**** Material to process

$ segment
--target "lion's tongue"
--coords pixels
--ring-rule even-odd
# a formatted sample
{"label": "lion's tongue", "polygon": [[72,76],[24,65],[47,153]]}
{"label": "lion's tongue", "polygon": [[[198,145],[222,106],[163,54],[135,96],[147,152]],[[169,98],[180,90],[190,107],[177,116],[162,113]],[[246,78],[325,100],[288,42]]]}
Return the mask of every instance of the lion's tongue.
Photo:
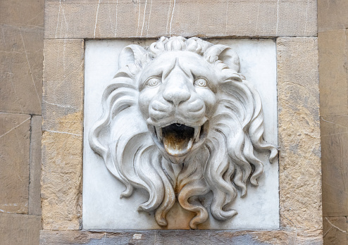
{"label": "lion's tongue", "polygon": [[194,128],[184,125],[171,124],[162,128],[163,142],[166,151],[172,156],[181,156],[193,145]]}

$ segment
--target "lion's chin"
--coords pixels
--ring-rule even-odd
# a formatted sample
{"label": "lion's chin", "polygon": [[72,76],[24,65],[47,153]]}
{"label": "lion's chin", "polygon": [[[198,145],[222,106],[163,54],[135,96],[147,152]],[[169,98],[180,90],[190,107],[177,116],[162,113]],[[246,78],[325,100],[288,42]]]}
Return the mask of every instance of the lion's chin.
{"label": "lion's chin", "polygon": [[161,151],[168,154],[171,162],[179,163],[204,142],[208,125],[206,121],[200,126],[172,123],[165,127],[149,125],[149,128],[154,141]]}

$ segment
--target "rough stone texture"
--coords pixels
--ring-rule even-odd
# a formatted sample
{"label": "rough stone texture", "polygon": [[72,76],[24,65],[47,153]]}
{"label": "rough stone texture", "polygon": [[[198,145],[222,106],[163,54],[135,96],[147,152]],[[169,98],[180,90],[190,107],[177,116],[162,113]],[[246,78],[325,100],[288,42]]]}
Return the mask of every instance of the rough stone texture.
{"label": "rough stone texture", "polygon": [[81,218],[84,42],[45,40],[42,208],[45,230]]}
{"label": "rough stone texture", "polygon": [[316,36],[315,0],[46,1],[45,38]]}
{"label": "rough stone texture", "polygon": [[0,245],[39,244],[41,217],[0,214]]}
{"label": "rough stone texture", "polygon": [[28,211],[30,118],[0,113],[0,213]]}
{"label": "rough stone texture", "polygon": [[0,111],[41,115],[43,28],[0,23]]}
{"label": "rough stone texture", "polygon": [[[17,27],[44,27],[43,0],[0,1],[0,23]],[[42,45],[43,39],[40,43]],[[42,53],[41,52],[42,54]]]}
{"label": "rough stone texture", "polygon": [[346,0],[318,1],[318,30],[345,29],[348,27],[348,1]]}
{"label": "rough stone texture", "polygon": [[277,39],[280,225],[321,236],[318,45]]}
{"label": "rough stone texture", "polygon": [[345,217],[324,218],[324,244],[347,245],[347,219]]}
{"label": "rough stone texture", "polygon": [[322,244],[321,239],[298,240],[295,232],[136,231],[90,232],[85,231],[42,231],[41,245],[54,244]]}
{"label": "rough stone texture", "polygon": [[29,214],[41,215],[41,135],[42,117],[33,115],[31,122]]}

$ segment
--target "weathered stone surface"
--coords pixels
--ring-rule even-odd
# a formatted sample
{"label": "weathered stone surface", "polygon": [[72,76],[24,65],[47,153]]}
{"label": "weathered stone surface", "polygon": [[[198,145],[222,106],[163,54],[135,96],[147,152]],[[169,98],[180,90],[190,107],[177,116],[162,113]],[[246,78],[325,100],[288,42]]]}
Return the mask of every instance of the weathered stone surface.
{"label": "weathered stone surface", "polygon": [[90,232],[41,231],[40,244],[322,244],[321,238],[299,237],[296,232],[282,230],[236,231],[136,231]]}
{"label": "weathered stone surface", "polygon": [[39,244],[41,216],[0,214],[1,245]]}
{"label": "weathered stone surface", "polygon": [[0,213],[27,213],[30,118],[0,113]]}
{"label": "weathered stone surface", "polygon": [[323,213],[348,215],[347,31],[319,34]]}
{"label": "weathered stone surface", "polygon": [[318,34],[321,116],[348,115],[347,35],[345,30]]}
{"label": "weathered stone surface", "polygon": [[40,115],[43,28],[0,29],[0,111]]}
{"label": "weathered stone surface", "polygon": [[[347,98],[346,98],[347,100]],[[348,215],[348,115],[321,117],[323,213]]]}
{"label": "weathered stone surface", "polygon": [[46,1],[45,38],[316,36],[316,1]]}
{"label": "weathered stone surface", "polygon": [[31,122],[29,179],[29,214],[41,215],[41,136],[42,117],[33,115]]}
{"label": "weathered stone surface", "polygon": [[304,234],[318,231],[320,236],[317,39],[278,38],[277,51],[280,224]]}
{"label": "weathered stone surface", "polygon": [[346,217],[324,217],[324,244],[347,245]]}
{"label": "weathered stone surface", "polygon": [[[44,0],[1,1],[0,1],[0,23],[17,27],[43,27],[44,8]],[[42,45],[42,38],[40,42]]]}
{"label": "weathered stone surface", "polygon": [[318,1],[318,30],[345,29],[348,27],[348,1],[346,0]]}
{"label": "weathered stone surface", "polygon": [[42,201],[43,227],[80,227],[84,42],[45,40]]}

********

Set task
From the records above, pull out every line that contains the word "Return" and copy each of those lines in full.

The response
Return the mask of every instance of the lion's tongue.
Return the mask of every instance of the lion's chin.
Return the mask of every instance of the rough stone texture.
Return the mask of every instance of the weathered stone surface.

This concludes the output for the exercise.